-- Start PASSAGE --
The Bayesian evidence interval

First, the Bayesian evidence interval is required for the FBET. Let \(s(\theta):=\frac{p(\theta|x)}{r(\theta)}\) be the surprise function of the Pereira-Stern FBST with a given reference function \(r(\theta)\) and tangential set \(\overline{T}(\nu):=\{\theta \in \Theta|s(\theta)> \nu \}\) to the null hypothesis \(H_0:\theta=\theta_0\). The expanded tangential set is defined as \(\tilde{\overline{T}}(\nu)=\{\theta \in \Theta|s(\theta)\geq \nu \}\), which in contrast to \(\overline{T}(\nu)\) also includes the parameter values \(\theta\) for which \(s(\theta)= \nu\).

The Bayesian evidence interval \(\text{EI}_r(\nu)\) with reference function \(r(\theta)\) to level \(\nu\) includes all parameter values \(\theta\) for which \(\theta \in \tilde{\overline{T}}(\nu)\).

It can be shown that the Bayesian evidence interval includes standard HPD intervals, support intervals and credible intervals as special cases.
-- End PASSAGE --
-- Start GIVEN INFORMATION --
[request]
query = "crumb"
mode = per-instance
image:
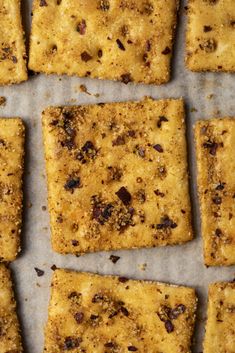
-- End GIVEN INFORMATION --
Reproduce the Bayesian evidence interval passage word for word, everything from "First, the Bayesian" down to "which \(s(\theta)= \nu\).". Work only from the Bayesian evidence interval passage, not the listing.

First, the Bayesian evidence interval is required for the FBET. Let \(s(\theta):=\frac{p(\theta|x)}{r(\theta)}\) be the surprise function of the Pereira-Stern FBST with a given reference function \(r(\theta)\) and tangential set \(\overline{T}(\nu):=\{\theta \in \Theta|s(\theta)> \nu \}\) to the null hypothesis \(H_0:\theta=\theta_0\). The expanded tangential set is defined as \(\tilde{\overline{T}}(\nu)=\{\theta \in \Theta|s(\theta)\geq \nu \}\), which in contrast to \(\overline{T}(\nu)\) also includes the parameter values \(\theta\) for which \(s(\theta)= \nu\).